• [À FAIRE]: Reprenez le texte sur Charlie et sa famille et poursuivez-le après sa dernière phrase.

• [TEXTE FOURNI]:

——

Les cygnes sauvages", sa biographie historique de l'impératrice Cixi, de 2015, ou l'ouvrage historique qu'elle a écrit ensemble avec son mari, l'historien britannique
Jon Halliday, en 2005, "
Mao : L'histoire inconnue".
Commençons par le père. Charlie, à 14 ans, a fui la pauvreté, la misère et la saleté de l'île Hainan pour débarquer aux États-Unis. En Caroline du Nord, il a été le premier Chinois à se faire baptiser par le révérend Thomas Ricaud, en 1880. À l'université Vanderbilt au Tennessee, il s'est entraîné pour devenir missionnaire méthodiste dans son pays.
À 24 ans, il rentrait en Chine et s'installa à Shanghai où, comme analphabète en Chinois, il se mettait à l'étudier sérieusement en même temps que quelques dialectes régionaux, pour mieux prêcher la bonne parole.
Charlie était un personnage que tout le monde trouvait sympa, peut-être à cause de sa petite taille (1,50 mètre) et sa gentillesse avec tous. À 27 ans il maria son grand amour Ni Kweit-tseng de 18 ans, dont les ancêtres avaient appartenu à l'élite de la dynastie Ming (1368-1644) et qui sera la mère des 3 fameuses filles et 3 garçons connus sous leurs initiales T.V., T.L. et T.A. En 1892, à 31 ans, pour soutenir son ménage, il démissionnait comme missionnaire et se lança dans les affaires avec un succès considérable.

——

Données enregistrées
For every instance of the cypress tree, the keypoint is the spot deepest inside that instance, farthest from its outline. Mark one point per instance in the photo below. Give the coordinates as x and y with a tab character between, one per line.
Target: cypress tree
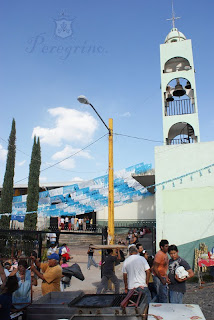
7	190
33	186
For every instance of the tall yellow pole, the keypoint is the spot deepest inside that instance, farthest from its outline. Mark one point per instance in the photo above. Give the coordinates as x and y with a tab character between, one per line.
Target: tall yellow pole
111	186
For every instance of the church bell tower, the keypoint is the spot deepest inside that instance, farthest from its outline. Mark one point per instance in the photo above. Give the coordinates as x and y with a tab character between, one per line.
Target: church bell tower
178	89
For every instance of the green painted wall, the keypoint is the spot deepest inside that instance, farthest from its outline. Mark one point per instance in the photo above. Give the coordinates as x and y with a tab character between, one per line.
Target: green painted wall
186	251
194	199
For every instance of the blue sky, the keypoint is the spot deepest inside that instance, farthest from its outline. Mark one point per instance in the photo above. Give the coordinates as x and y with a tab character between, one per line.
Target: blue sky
112	57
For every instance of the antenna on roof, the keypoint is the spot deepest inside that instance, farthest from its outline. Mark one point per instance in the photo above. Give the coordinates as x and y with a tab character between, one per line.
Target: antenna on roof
173	17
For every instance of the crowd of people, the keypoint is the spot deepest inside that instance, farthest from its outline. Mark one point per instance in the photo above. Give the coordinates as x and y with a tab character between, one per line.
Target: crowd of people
160	278
74	224
19	275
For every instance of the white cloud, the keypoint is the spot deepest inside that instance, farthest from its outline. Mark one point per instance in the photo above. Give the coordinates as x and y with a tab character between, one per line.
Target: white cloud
21	163
70	125
76	179
68	151
126	114
3	153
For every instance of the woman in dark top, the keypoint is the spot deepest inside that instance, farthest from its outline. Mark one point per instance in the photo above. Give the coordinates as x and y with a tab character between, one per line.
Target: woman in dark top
11	285
91	258
134	239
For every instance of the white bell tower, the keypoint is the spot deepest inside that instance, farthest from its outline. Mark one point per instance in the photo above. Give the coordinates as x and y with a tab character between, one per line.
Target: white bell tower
178	90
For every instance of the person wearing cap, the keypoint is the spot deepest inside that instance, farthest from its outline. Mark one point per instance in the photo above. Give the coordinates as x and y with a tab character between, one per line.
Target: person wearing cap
52	249
136	273
51	273
140	249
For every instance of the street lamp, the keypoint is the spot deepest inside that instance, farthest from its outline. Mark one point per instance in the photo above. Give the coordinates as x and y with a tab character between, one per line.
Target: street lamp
84	100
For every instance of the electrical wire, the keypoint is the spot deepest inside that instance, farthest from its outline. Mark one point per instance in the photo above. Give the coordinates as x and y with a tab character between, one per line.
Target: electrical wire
42	163
72	155
133	137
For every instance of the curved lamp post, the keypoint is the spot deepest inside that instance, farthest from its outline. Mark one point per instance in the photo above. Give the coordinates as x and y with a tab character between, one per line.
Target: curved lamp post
84	100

——

• [RÉPONSE]:
Politiquement, il avait horreur de la dynastie mandchoue au pouvoir et était favorablement impressionné par la personnalité de
Sun Yat-sen qui oeuvrait pour l'instauration d'une république moderne. Financièrement il aidait l'homme qui allait devenir son beau-fils (mais dont la future épouse n'était qu'au moment de leur rencontre qu'un bébé d'un an).
Pour son aide à Sun, Charlie n'a jamais rien demandé en retour (fonction ou titre), mais il a très mal pris que Sun courtise et marie, en 1915, sa 2e fille, Song Qingling, qui avait 27 ans de moins que son époux. Il était, toutefois, impuissant, puisque les 2 s'aimaient.
Un incident dramatique interviendra ultérieurement qui mettra cet amour à rude épreuve, mais Song Qingling ne négligera jamais son rôle au premier plan comme Madame
Sun Yat-sen, comme elle insistait à être nommée. Une fausse couche traumatique aura comme effet qu'elle ne pourra plus, à son énorme regret, avoir des enfants.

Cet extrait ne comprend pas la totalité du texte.